§ **What you have to do**: Lay out every line of the records below as a numbered list, and leave out any blank lines.

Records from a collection
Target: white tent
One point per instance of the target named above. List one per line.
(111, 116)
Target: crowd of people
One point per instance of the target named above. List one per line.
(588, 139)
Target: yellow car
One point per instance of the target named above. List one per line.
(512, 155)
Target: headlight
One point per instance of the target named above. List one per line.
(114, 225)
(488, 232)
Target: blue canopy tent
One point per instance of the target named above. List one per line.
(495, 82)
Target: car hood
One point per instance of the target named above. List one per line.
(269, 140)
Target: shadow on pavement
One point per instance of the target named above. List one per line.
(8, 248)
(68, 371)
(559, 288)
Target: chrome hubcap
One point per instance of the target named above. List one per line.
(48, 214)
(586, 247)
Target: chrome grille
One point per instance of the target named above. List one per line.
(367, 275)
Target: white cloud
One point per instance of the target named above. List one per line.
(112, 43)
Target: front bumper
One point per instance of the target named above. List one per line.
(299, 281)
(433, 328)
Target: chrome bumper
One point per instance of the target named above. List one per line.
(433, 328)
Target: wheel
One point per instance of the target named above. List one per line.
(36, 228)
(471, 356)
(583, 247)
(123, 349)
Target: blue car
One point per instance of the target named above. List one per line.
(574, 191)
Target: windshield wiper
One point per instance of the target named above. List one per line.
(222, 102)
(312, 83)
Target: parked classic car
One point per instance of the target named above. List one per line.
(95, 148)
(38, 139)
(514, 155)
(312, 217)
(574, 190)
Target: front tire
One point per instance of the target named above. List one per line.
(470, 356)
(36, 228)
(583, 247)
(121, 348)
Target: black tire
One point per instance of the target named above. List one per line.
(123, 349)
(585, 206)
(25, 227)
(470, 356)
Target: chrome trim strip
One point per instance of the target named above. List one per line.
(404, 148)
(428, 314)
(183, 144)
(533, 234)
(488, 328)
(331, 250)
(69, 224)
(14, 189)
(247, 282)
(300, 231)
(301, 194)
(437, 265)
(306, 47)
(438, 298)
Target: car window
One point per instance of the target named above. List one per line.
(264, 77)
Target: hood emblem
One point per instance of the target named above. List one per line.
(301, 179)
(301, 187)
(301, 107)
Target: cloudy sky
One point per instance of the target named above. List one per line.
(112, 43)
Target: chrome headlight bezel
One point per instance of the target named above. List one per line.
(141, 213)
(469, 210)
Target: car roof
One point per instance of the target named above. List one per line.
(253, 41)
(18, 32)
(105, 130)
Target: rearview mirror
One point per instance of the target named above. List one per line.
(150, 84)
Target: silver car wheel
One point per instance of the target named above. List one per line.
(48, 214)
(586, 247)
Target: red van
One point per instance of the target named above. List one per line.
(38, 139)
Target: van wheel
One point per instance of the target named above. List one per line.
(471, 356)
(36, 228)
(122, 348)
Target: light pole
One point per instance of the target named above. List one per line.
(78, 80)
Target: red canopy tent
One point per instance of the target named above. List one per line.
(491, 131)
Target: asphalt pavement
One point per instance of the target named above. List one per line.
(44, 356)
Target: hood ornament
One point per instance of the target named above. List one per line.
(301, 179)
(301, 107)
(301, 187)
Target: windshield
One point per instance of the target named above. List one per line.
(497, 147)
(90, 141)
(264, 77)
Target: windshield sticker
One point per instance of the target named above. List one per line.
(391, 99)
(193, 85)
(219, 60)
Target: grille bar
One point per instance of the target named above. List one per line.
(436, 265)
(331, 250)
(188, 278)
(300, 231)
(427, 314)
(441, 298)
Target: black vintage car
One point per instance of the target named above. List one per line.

§ **Output of the task**:
1. Target: white tent
2. One point per instance of the target named above. List one per line.
3. (111, 116)
4. Target: crowd of people
5. One point per instance of the target named above. List one per line.
6. (588, 139)
7. Target: yellow car
8. One point per instance of the target named above. List one per line.
9. (512, 155)
10. Target: headlight
11. One point per instance of the target named above. List one per line.
12. (114, 225)
13. (488, 232)
14. Target: blue canopy tent
15. One point per instance of the target named above. List one per line.
16. (495, 82)
17. Target: car hood
18. One point per instance of the target named above. List one per line.
19. (269, 140)
20. Target: shadow on pavement
21. One point per instance of the target named above. List one per line.
22. (8, 248)
23. (68, 371)
24. (559, 288)
25. Target: chrome hubcap
26. One point per instance of the target named above. List one per line.
27. (48, 214)
28. (586, 247)
29. Target: chrome grille
30. One point per instance of the target named above. List one per line.
31. (367, 275)
32. Target: white cloud
33. One point per instance of the target named above. List one per line.
34. (112, 43)
35. Target: front bumper
36. One point per instance of the target named above. List one per line.
37. (299, 281)
38. (433, 328)
39. Target: chrome bumper
40. One point per instance of the target named above. List one per line.
41. (433, 328)
42. Target: wheel
43. One point per instance of the target named above. List one per line.
44. (36, 228)
45. (471, 356)
46. (583, 247)
47. (123, 349)
48. Target: blue car
49. One point per instance of the target named above. List one per line.
50. (574, 191)
51. Target: windshield wiper
52. One point per instance of the target named above. List one per line.
53. (222, 102)
54. (312, 83)
55. Target: parked classic car
56. One point per instance of the target named above. List one per line.
57. (95, 148)
58. (38, 139)
59. (514, 155)
60. (312, 217)
61. (574, 190)
62. Target: front tire
63. One point per instance of the target named above. List one per line.
64. (470, 356)
65. (36, 228)
66. (583, 247)
67. (121, 348)
68. Target: black tire
69. One point per instance of the target named above. List one per line.
70. (123, 349)
71. (585, 206)
72. (25, 227)
73. (470, 356)
74. Target: chrome trim strip
75. One point per instance of the target named above. List one per line.
76. (404, 148)
77. (428, 314)
78. (183, 144)
79. (533, 234)
80. (488, 328)
81. (331, 250)
82. (69, 224)
83. (14, 189)
84. (247, 282)
85. (300, 231)
86. (301, 194)
87. (437, 265)
88. (306, 47)
89. (438, 298)
90. Target: car window
91. One point per instance of the target named above. List one per line.
92. (264, 77)
93. Target: hood emblem
94. One point per instance of the target named above. List one per line.
95. (301, 179)
96. (301, 187)
97. (301, 107)
98. Target: cloudy sky
99. One point per instance of the target named above. List one per line.
100. (112, 43)
101. Target: chrome headlight bezel
102. One point per instance of the target named above. List one per line.
103. (141, 213)
104. (469, 210)
105. Target: car roof
106. One point per instance of the target named above. List one per line.
107. (253, 41)
108. (18, 32)
109. (105, 130)
110. Target: rearview mirror
111. One point per instance of the target named above. List one per line.
112. (150, 84)
113. Target: silver car wheel
114. One point per instance of the target named above. List one per line.
115. (48, 214)
116. (586, 247)
117. Target: red van
118. One point per instance of the target named above. List one per line.
119. (38, 139)
120. Target: van wheel
121. One point per instance of the target named above. List one per line.
122. (471, 356)
123. (36, 228)
124. (122, 348)
125. Target: light pole
126. One point per instance of the target named above. List one per line.
127. (78, 80)
128. Target: red canopy tent
129. One point per instance of the target named above. List one per line.
130. (491, 131)
131. Target: asphalt pavement
132. One point per instance of the target named above. List one per line.
133. (44, 356)
134. Target: hood ornament
135. One point per instance of the target named above. List one per line.
136. (301, 179)
137. (301, 107)
138. (301, 187)
139. Target: windshield
140. One point per instance of the target named above. List one per line.
141. (497, 147)
142. (90, 141)
143. (264, 77)
144. Target: windshield sticker
145. One point per instance of the target named above. List one per line.
146. (391, 99)
147. (193, 85)
148. (219, 60)
149. Target: grille bar
150. One point per instance of the target named above. List one per line.
151. (436, 265)
152. (331, 250)
153. (188, 278)
154. (300, 231)
155. (427, 314)
156. (441, 298)
157. Target: black vintage car
158. One point per instance of the target named above. List one per line.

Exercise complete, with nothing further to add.